_Material supplied_:
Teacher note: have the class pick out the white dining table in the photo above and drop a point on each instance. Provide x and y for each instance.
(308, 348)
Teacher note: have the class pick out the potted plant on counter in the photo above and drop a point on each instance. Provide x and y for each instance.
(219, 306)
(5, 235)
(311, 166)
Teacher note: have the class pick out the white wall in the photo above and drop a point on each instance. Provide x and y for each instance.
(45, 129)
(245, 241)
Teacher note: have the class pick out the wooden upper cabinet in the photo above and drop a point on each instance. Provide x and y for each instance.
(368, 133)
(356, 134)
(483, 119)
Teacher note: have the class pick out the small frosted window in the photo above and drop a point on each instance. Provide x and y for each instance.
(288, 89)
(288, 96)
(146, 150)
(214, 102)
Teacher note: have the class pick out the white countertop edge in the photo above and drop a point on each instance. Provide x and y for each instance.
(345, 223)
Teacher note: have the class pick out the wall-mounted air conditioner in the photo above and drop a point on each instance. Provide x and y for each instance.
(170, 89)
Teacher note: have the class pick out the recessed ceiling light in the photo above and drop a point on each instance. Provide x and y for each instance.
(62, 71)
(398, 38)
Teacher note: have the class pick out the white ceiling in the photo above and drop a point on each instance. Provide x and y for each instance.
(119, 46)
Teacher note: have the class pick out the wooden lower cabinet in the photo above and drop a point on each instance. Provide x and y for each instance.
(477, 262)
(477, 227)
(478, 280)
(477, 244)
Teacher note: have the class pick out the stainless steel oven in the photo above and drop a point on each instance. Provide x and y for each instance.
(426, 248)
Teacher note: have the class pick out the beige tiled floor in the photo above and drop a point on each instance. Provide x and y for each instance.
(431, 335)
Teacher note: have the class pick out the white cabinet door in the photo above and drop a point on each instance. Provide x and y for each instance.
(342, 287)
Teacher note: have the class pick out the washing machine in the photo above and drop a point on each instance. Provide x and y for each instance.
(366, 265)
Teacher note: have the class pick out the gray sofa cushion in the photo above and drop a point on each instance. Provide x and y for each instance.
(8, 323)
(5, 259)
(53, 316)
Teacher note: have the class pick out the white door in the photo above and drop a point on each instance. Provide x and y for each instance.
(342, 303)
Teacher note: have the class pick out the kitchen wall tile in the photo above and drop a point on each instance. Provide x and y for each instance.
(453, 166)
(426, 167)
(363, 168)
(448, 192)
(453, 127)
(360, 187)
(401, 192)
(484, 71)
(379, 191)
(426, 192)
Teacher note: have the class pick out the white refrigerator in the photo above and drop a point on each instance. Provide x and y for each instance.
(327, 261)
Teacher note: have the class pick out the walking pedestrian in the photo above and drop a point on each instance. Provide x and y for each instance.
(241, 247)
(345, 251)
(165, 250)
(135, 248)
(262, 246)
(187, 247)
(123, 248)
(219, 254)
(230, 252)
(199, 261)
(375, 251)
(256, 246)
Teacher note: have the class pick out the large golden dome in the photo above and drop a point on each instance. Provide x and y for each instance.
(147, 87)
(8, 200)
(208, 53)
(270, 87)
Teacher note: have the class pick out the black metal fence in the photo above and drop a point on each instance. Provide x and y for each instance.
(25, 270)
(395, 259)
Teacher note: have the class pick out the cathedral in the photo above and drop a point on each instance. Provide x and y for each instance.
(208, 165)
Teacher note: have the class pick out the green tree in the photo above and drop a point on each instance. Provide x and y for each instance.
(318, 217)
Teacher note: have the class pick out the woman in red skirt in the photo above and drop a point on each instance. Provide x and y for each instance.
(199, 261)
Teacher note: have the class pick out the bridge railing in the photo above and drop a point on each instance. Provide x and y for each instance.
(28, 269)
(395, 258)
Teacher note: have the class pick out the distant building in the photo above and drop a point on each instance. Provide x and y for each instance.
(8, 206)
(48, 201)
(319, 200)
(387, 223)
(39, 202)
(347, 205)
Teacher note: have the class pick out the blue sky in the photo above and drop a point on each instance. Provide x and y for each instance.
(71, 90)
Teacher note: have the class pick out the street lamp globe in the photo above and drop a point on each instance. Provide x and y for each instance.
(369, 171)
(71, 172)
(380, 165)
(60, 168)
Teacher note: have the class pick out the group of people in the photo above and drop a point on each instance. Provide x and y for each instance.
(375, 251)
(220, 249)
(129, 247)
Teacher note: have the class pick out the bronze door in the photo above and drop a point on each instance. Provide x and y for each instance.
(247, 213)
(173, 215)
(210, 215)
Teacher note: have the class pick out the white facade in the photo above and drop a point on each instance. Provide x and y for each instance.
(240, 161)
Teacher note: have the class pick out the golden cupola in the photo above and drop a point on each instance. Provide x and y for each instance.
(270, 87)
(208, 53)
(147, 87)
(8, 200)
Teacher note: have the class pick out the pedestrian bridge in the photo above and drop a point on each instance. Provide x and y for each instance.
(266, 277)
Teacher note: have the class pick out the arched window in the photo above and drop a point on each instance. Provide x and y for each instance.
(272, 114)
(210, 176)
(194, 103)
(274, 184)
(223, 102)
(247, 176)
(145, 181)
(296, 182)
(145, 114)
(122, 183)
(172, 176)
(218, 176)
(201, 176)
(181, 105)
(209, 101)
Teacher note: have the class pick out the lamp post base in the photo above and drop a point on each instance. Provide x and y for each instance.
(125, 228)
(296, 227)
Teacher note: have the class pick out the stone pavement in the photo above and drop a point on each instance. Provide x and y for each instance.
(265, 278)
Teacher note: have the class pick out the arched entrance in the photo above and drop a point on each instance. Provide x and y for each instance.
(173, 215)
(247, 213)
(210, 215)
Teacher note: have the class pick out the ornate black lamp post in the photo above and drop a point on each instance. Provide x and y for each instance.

_Aim of the task_: Restate the records word for word, keeping every line.

_Exercise result_:
Teacher note: have the class pick out the white dining table in the photo above and drop a point on each instance. Provide x and y for each instance.
(308, 348)
Teacher note: have the class pick out the potted plant on counter in the photo above and drop a point on each instance. Provide x and y for each instance.
(219, 306)
(5, 235)
(311, 166)
Teacher note: have the class pick out the white wall in the photo above and drop a point on each instance. Provide x and y for each instance.
(45, 129)
(245, 241)
Teacher note: have the class pick out the wooden upper cabinet in the photo above and drop a point on each instance. Provide x and y for each instance.
(368, 133)
(356, 134)
(483, 119)
Teacher note: have the class pick out the small frosted window in the photo above and drop a point on each instance. Provide x and y for each instance.
(288, 89)
(288, 96)
(146, 150)
(214, 102)
Teacher note: have the class pick out the white countertop edge in the photo above and drop a point on each instance. Provide x and y for each instance.
(345, 223)
Teacher note: have the class pick out the wall-mounted air conditioner in the photo above and drop a point on each instance. Provide x and y for each instance.
(170, 89)
Teacher note: have the class pick out the recessed ceiling light in the photo above and drop a point on each instance. Provide x and y for each instance.
(62, 71)
(398, 38)
Teacher note: have the class pick out the white ceiling in the photo above and drop a point on each instance. Provide x and y for each instance.
(119, 46)
Teacher note: have the class pick out the wooden lower cabinet in the photo above and drop a point on each instance. Provide x and y for each instance.
(477, 262)
(477, 227)
(478, 280)
(477, 244)
Teacher note: have the class pick out the stainless steel oven in the photo above and drop a point on each instance. Provide x and y for each instance.
(426, 248)
Teacher note: have the class pick out the beige tiled floor in the photo above and drop a point on each instance. Provide x and y for each instance.
(431, 335)
Teacher note: have the class pick out the white cabinet door in the photo above and drop a point on each instance. Provide x and y for each instance.
(342, 287)
Teacher note: have the class pick out the washing machine in the photo above and drop a point on each instance. Provide x and y for each instance.
(366, 265)
Teacher note: have the class pick out the gray sofa cushion in the photo above and drop a point on each instance. Provide x and y for each instance.
(8, 323)
(5, 259)
(53, 316)
Teacher note: have the class pick out the white door in the photo above and drop a point on each instance. Provide x and y for each instance.
(342, 303)
Teacher note: have the class pick out the kitchen wall tile in the photo above and drop a point on each instance. Provide x and y for each instance.
(453, 166)
(426, 167)
(363, 168)
(448, 192)
(453, 127)
(360, 187)
(401, 192)
(484, 71)
(379, 191)
(426, 192)
Teacher note: have the class pick out the white refrigerator in the photo above and drop a point on each instance. Provide x and y for each instance.
(327, 261)
Teacher note: have the class pick out the walking pedestrian in the photo above and drop a point on each instance. Provide x and y for each instance.
(241, 247)
(345, 251)
(165, 250)
(135, 248)
(262, 246)
(187, 247)
(123, 248)
(219, 254)
(230, 252)
(199, 261)
(375, 251)
(256, 246)
Teacher note: have the class pick out the large golden dome in the photo above and drop a point on each instance. Provide x and y for each instance.
(147, 87)
(8, 200)
(208, 53)
(270, 87)
Teacher note: have the class pick out the black metal fence in the photo above and drop a point on each instance. Provide x and y for each instance.
(25, 270)
(395, 259)
Teacher note: have the class pick out the cathedral in the photo above and drop a point on each instance. Provide x and y for each instance.
(208, 165)
Teacher note: have the class pick out the green tree in the photo above and drop a point on each instance. Provide x and y for each instance.
(318, 217)
Teacher note: have the class pick out the woman in red skirt in the photo above and drop a point on each instance. Provide x and y for each instance.
(199, 261)
Teacher note: have the class pick out the bridge railing in the photo above and drop a point on each instance. Provide x and y for each instance.
(28, 269)
(395, 258)
Teacher note: have the class pick out the distant building in the photo above and drop a point on each instance. Provide x and y for each instance.
(8, 206)
(48, 201)
(319, 200)
(387, 223)
(39, 202)
(347, 205)
Teacher note: have the class pick out the blue sky in the photo above and drop a point on each instance. Provide x and y for each instance.
(71, 90)
Teacher note: have the class pick out the street lamp globe in the photo above and drop a point on each instance. Provide x and y for each instance.
(369, 171)
(71, 172)
(380, 165)
(60, 168)
Teacher note: have the class pick out the group of people in the photo above and drop a point on each instance. Provide x and y for each instance.
(375, 251)
(220, 249)
(129, 247)
Teacher note: have the class pick out the bronze door in the photo above and drop a point on each instance. Provide x and y for each instance.
(247, 213)
(173, 215)
(210, 215)
Teacher note: have the class pick out the white facade in the photo above and drop a point on each instance. Provide x and y for each instance.
(240, 161)
Teacher note: have the class pick out the golden cupola in the photo above and drop a point on each instance. Provide x and y for each instance.
(270, 87)
(208, 53)
(147, 87)
(8, 200)
Teacher note: have the class pick out the pedestrian bridge in the photo above and drop a point on each instance. Provide x and y for each instance.
(266, 277)
Teacher note: have the class pick out the arched window in the photo above and drop a point on each instance. Provide x and y for each instance.
(272, 114)
(210, 176)
(194, 103)
(274, 184)
(223, 102)
(247, 176)
(145, 181)
(296, 182)
(145, 114)
(122, 183)
(172, 176)
(218, 176)
(201, 176)
(181, 105)
(209, 101)
Teacher note: have the class pick out the lamp post base in the photo above and drop a point on each instance. Provide x and y for each instance.
(125, 228)
(296, 227)
Teacher note: have the class pick out the stone pavement in the photo above and drop a point on each instance. Provide x and y for each instance.
(265, 278)
Teacher note: have the class pick out the arched entrance in the photo above and drop a point on each instance. Provide x and y for each instance.
(173, 215)
(247, 213)
(210, 215)
Teacher note: have the class pick out the ornate black lamp post in the photo above and drop a point on each instance. Provide x and y for each instance.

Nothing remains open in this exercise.